:: Dataset content

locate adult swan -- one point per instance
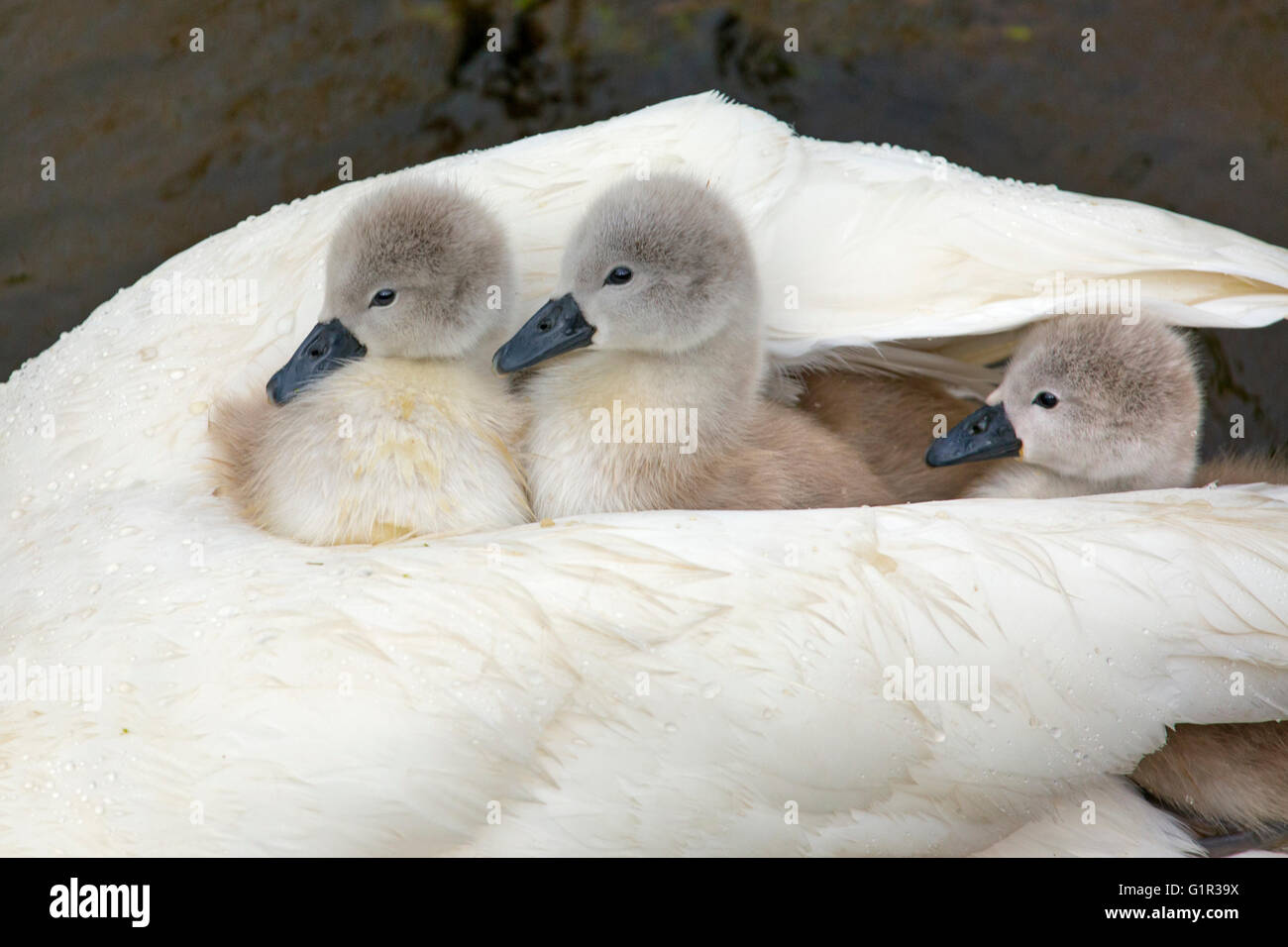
(631, 684)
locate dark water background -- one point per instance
(159, 147)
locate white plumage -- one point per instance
(643, 684)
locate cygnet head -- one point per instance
(657, 266)
(1094, 398)
(416, 270)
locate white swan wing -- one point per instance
(265, 697)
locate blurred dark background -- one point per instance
(159, 147)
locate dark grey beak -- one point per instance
(983, 434)
(557, 328)
(326, 348)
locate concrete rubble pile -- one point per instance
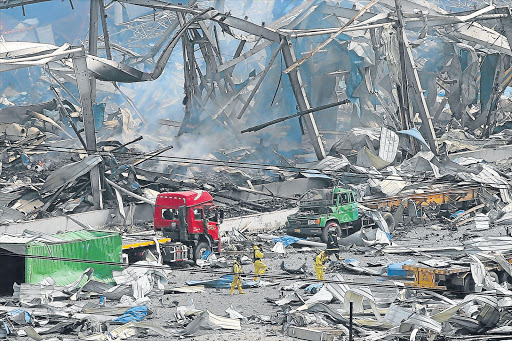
(156, 154)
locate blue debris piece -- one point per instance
(313, 288)
(456, 214)
(206, 254)
(395, 269)
(133, 314)
(286, 240)
(16, 312)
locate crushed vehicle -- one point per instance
(322, 210)
(190, 218)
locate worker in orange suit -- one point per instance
(320, 259)
(237, 276)
(259, 266)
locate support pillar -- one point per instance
(84, 89)
(301, 98)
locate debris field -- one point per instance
(255, 170)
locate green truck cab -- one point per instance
(322, 210)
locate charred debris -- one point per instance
(287, 113)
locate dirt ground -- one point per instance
(254, 302)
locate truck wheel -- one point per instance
(325, 230)
(200, 249)
(390, 220)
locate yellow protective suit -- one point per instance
(259, 266)
(237, 278)
(319, 265)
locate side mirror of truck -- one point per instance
(220, 216)
(183, 226)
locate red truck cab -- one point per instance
(189, 217)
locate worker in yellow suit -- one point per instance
(237, 276)
(259, 266)
(320, 259)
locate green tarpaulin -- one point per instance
(87, 245)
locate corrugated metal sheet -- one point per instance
(388, 144)
(87, 245)
(69, 173)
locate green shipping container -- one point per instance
(87, 245)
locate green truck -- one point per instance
(334, 209)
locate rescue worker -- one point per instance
(237, 276)
(320, 259)
(259, 266)
(333, 247)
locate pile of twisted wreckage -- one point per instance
(406, 103)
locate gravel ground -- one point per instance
(254, 301)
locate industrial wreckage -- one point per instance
(148, 166)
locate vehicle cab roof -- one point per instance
(189, 198)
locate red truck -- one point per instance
(190, 218)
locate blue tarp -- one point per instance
(395, 269)
(223, 282)
(16, 312)
(133, 314)
(416, 134)
(313, 288)
(286, 240)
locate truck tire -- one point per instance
(327, 227)
(390, 220)
(200, 249)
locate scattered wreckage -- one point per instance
(394, 132)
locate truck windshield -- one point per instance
(317, 197)
(170, 214)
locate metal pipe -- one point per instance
(350, 334)
(136, 196)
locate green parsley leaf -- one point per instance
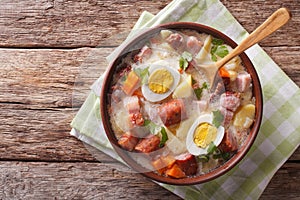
(183, 63)
(217, 118)
(187, 55)
(164, 137)
(203, 158)
(214, 58)
(222, 51)
(184, 60)
(152, 127)
(198, 91)
(143, 74)
(213, 49)
(218, 49)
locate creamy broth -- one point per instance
(161, 102)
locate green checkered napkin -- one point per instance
(279, 134)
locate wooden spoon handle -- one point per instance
(274, 22)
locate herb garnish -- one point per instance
(154, 129)
(164, 137)
(198, 91)
(217, 118)
(184, 60)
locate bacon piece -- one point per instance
(228, 115)
(187, 163)
(163, 163)
(148, 144)
(230, 100)
(144, 53)
(172, 112)
(175, 172)
(137, 118)
(193, 45)
(243, 81)
(229, 142)
(132, 104)
(127, 141)
(175, 40)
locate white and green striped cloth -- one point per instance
(279, 135)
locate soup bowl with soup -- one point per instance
(164, 119)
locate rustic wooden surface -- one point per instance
(47, 51)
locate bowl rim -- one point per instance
(227, 166)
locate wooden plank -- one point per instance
(49, 78)
(68, 24)
(40, 180)
(37, 94)
(61, 78)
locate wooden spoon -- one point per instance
(274, 22)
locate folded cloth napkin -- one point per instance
(279, 134)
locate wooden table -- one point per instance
(45, 47)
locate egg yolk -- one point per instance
(204, 135)
(160, 81)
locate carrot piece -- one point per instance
(224, 73)
(131, 83)
(159, 166)
(138, 93)
(175, 172)
(168, 161)
(163, 163)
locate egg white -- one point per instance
(154, 97)
(190, 144)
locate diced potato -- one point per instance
(244, 116)
(232, 75)
(184, 89)
(131, 83)
(174, 144)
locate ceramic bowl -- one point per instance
(137, 43)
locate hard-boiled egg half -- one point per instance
(202, 133)
(162, 81)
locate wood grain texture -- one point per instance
(47, 65)
(73, 180)
(59, 23)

::::

[Exercise goal] Rewrite all of the rows above, replacing "one point per instance" with "a single point for each instance" and leaving everything else unchanged. Omit the pictures from your answer.

[Exercise output]
locate adult swan -- a single point for each instance
(631, 684)
locate dark water background -- a single point for each instance
(159, 147)
locate white plumage -- a single point for each instance
(643, 684)
locate cygnet head -- a single point for each instance
(657, 266)
(1094, 398)
(416, 270)
locate white swan wing -- a single point for each instance
(265, 697)
locate blurred dark background -- a single point for each instance
(159, 147)
locate dark grey beak -- a single point for each instance
(983, 434)
(557, 328)
(326, 348)
locate concrete rubble pile -- a single point for each instance
(156, 154)
locate blue debris piece -- a single point for each instance
(313, 288)
(456, 214)
(206, 254)
(395, 269)
(133, 314)
(286, 240)
(16, 312)
locate crushed vehicle -- a single point for each instance
(322, 210)
(190, 218)
locate worker in orange suit -- a single point for each instance
(320, 259)
(237, 276)
(259, 266)
locate support pillar -- a single point for each instance
(84, 89)
(301, 98)
locate debris field -- a single point for each instance
(255, 170)
locate green truck cab -- a single point for each instance
(322, 210)
locate charred debris -- a single point for each instance
(287, 113)
locate dirt ground -- a single point for each instance
(254, 302)
locate truck wheel -- a single point for each instance
(325, 230)
(200, 249)
(390, 220)
locate yellow protective suit -- a single point for each instance
(259, 266)
(237, 278)
(319, 265)
locate side mirror of truck -- a single point for each instance
(220, 216)
(183, 226)
locate red truck cab -- a single point for each instance
(189, 217)
locate worker in yellow suit -- a single point for each instance
(237, 276)
(259, 266)
(320, 259)
locate green tarpaulin -- a single point for each instance
(87, 245)
locate corrugated metal sheet -- a single point for each instance
(388, 144)
(87, 245)
(69, 173)
locate green shipping container -- a single point for each instance
(87, 245)
locate green truck -- a single point for each instance
(334, 209)
locate rescue worker -- a single point for each instance
(237, 276)
(320, 259)
(259, 266)
(333, 247)
locate pile of twisted wreckage -- a single point for each instance
(406, 103)
locate gravel ground -- a single point for each instance
(254, 301)
locate industrial wreckage -- a single point for each instance
(148, 166)
locate vehicle cab roof -- a single point for each instance
(189, 198)
locate red truck -- a single point for each instance
(190, 218)
locate blue tarp -- a single point for each instance
(395, 269)
(223, 282)
(16, 312)
(133, 314)
(416, 134)
(313, 288)
(286, 240)
locate truck tire -- a single point for each instance
(327, 227)
(390, 220)
(200, 249)
locate scattered wreckage -- a single point for each instance
(394, 132)
locate truck windshield -- a single point for each instance
(317, 197)
(170, 214)
locate metal pipe -- a single point for each instance
(350, 334)
(136, 196)
locate green parsley leaf -- a single point for each instance
(183, 63)
(217, 118)
(187, 55)
(164, 137)
(203, 158)
(214, 58)
(222, 51)
(184, 60)
(152, 127)
(198, 91)
(143, 74)
(213, 49)
(218, 49)
locate creamy broth -- a single point for each instance
(161, 102)
locate green checkered napkin -- a single point for each instance
(279, 134)
locate wooden spoon handle -- a single point for each instance
(274, 22)
locate herb garnish -- a single point for each instance
(154, 129)
(164, 137)
(198, 91)
(217, 118)
(184, 60)
locate bacon piece -- a single point for each instance
(228, 115)
(187, 163)
(163, 163)
(148, 144)
(230, 100)
(144, 53)
(172, 112)
(175, 172)
(137, 118)
(193, 45)
(243, 81)
(229, 142)
(132, 104)
(127, 141)
(175, 40)
locate white and green striped cloth -- a single point for each instance
(279, 135)
locate soup bowl with soup -- a single point for each instance
(164, 119)
locate rustic wooden surface -- a single point for each instance
(47, 51)
locate bowl rim -- a single point for each instance
(227, 166)
locate wooden plank -- a single point for each instance
(49, 78)
(68, 24)
(40, 180)
(37, 94)
(61, 78)
locate wooden spoon -- a single point for each instance
(274, 22)
locate folded cloth napkin -- a single point for each instance
(279, 134)
locate wooden table -- a single point for each instance
(45, 47)
locate egg yolk -- a single point for each instance
(204, 135)
(160, 81)
locate carrot piece -- a single point for each instance
(224, 73)
(131, 83)
(159, 166)
(138, 93)
(175, 172)
(168, 161)
(163, 163)
locate egg white -- a single point for each instance
(154, 97)
(190, 144)
locate diced potato -- a single point for each instance
(244, 116)
(232, 75)
(184, 89)
(131, 83)
(174, 144)
locate ceramic bowl -- a single point for each instance
(137, 43)
locate hard-boiled egg half -- a single point for each instance
(202, 133)
(162, 81)
locate wood grain texture -- a single point for each instance
(47, 65)
(73, 180)
(59, 23)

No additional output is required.